(Set task): Render every line of the data below as a JSON list of strings, one string per line, with blank lines and pictures left out.

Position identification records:
+++
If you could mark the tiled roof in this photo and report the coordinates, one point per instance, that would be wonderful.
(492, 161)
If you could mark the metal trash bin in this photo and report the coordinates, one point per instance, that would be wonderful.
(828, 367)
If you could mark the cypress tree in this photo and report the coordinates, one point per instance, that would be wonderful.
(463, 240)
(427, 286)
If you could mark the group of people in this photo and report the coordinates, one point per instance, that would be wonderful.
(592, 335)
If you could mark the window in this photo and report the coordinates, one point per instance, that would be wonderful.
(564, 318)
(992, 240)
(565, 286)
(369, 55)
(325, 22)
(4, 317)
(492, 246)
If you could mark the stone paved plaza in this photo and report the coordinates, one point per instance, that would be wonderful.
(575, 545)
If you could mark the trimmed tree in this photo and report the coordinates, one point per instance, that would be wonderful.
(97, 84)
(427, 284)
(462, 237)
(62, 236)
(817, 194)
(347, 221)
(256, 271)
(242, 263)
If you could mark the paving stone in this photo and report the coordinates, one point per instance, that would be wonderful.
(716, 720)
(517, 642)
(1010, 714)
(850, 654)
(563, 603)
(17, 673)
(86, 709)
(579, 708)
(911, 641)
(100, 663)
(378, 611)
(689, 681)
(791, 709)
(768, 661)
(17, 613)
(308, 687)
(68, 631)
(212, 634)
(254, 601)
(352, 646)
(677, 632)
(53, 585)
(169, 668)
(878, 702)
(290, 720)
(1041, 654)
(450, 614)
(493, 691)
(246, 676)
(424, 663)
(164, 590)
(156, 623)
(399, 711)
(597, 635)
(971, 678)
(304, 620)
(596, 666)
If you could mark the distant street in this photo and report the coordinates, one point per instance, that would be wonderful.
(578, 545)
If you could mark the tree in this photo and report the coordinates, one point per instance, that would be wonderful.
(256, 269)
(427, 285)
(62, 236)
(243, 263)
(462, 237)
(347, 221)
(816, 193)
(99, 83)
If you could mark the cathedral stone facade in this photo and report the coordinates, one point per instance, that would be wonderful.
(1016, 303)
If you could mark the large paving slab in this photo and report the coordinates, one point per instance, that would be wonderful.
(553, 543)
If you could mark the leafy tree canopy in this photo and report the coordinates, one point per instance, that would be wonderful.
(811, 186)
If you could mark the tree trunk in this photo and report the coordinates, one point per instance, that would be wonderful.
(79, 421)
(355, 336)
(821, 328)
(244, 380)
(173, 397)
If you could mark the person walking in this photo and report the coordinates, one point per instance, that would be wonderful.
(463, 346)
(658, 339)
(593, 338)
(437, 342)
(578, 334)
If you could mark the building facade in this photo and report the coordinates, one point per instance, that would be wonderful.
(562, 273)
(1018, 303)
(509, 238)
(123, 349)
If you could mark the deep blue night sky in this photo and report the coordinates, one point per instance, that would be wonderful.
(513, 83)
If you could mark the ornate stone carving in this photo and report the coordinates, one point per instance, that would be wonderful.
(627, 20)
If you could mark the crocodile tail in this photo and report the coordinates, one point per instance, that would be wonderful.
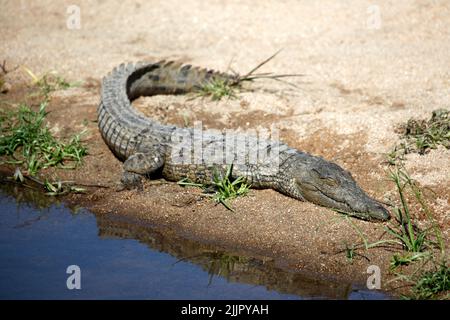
+++
(Full answer):
[
  "If you could mark the tiled roof in this photo and report the coordinates, one point per instance, that would be wonderful.",
  "(492, 161)",
  "If you could mark the metal trash bin in this photo and report the coordinates, one point per instance, that would be wonderful.",
  "(828, 367)",
  "If you could mark the cypress tree in this photo and report the coordinates, one point per instance, that would be wonderful.",
  "(463, 240)",
  "(427, 286)",
  "If you could mark the group of people in this photo and report the coordinates, one point per instance, that would be wonderful.",
  "(592, 335)",
  "If you could mark the window in this photo and report the coordinates, one point per instance, that would be wonderful.",
  "(564, 318)",
  "(992, 240)",
  "(565, 286)",
  "(369, 55)",
  "(325, 22)",
  "(4, 317)",
  "(492, 246)",
  "If you could mark the stone paved plaza in this photo and report the coordinates, one point per instance, that would be wonderful.",
  "(575, 545)",
  "If you could mark the trimmed tree in this photo and report the coordinates, one point per instance, that would be wonderful.",
  "(97, 84)",
  "(427, 284)",
  "(462, 237)",
  "(62, 236)",
  "(817, 194)",
  "(347, 221)",
  "(256, 271)",
  "(242, 263)",
  "If you could mark the paving stone in this photo and report the coordinates, one point per instance, that would be wonderful.",
  "(716, 720)",
  "(517, 642)",
  "(1010, 714)",
  "(850, 654)",
  "(563, 603)",
  "(17, 673)",
  "(86, 709)",
  "(579, 708)",
  "(911, 641)",
  "(100, 663)",
  "(378, 611)",
  "(689, 681)",
  "(791, 709)",
  "(768, 661)",
  "(17, 613)",
  "(308, 687)",
  "(68, 631)",
  "(212, 634)",
  "(254, 601)",
  "(352, 646)",
  "(677, 632)",
  "(53, 585)",
  "(169, 668)",
  "(878, 702)",
  "(290, 720)",
  "(1041, 654)",
  "(450, 614)",
  "(493, 691)",
  "(246, 676)",
  "(424, 663)",
  "(164, 590)",
  "(156, 623)",
  "(399, 711)",
  "(597, 635)",
  "(971, 678)",
  "(304, 620)",
  "(596, 666)",
  "If you could mark the distant street in this photo and report the coordinates, one point per instance, that would be wonderful.",
  "(578, 545)",
  "If you could mark the tree in this photo and report the coordinates, one point per instance, that would be wonderful.",
  "(256, 269)",
  "(427, 285)",
  "(62, 236)",
  "(243, 263)",
  "(462, 237)",
  "(347, 221)",
  "(816, 193)",
  "(99, 83)",
  "If you could mark the cathedral stone facade in this photo and report the coordinates, one point per instance, that would be wonderful.",
  "(1016, 303)",
  "If you could mark the large paving slab in this photo and report the coordinates, one point per instance, that would be wonderful.",
  "(553, 543)",
  "If you could mark the leafy tree canopy in this photo and report the coordinates, one point per instance, that would be wonderful.",
  "(811, 186)",
  "If you could mark the tree trunk in this photo and report the coordinates, one point per instance, that would be wonderful.",
  "(79, 421)",
  "(355, 336)",
  "(821, 328)",
  "(244, 380)",
  "(173, 397)",
  "If you could mark the person walking in this photo and report the coordinates, one point per instance, that would be wonderful.",
  "(463, 346)",
  "(658, 339)",
  "(593, 338)",
  "(437, 342)",
  "(578, 334)",
  "If you could mark the building facade in this photo and report the coordinates, one point per instance, that would be wonderful.",
  "(562, 273)",
  "(1018, 303)",
  "(509, 238)",
  "(123, 349)",
  "If you could mark the deep blue night sky in this photo and report the coordinates, one point per instance, that would be wonderful.",
  "(513, 83)",
  "If you could mark the ornate stone carving in this photo and report the coordinates, one point per instance, that would be wonderful.",
  "(627, 20)",
  "If you could mark the crocodile tail in this photo and report the coordinates, one point per instance, that would be wonderful."
]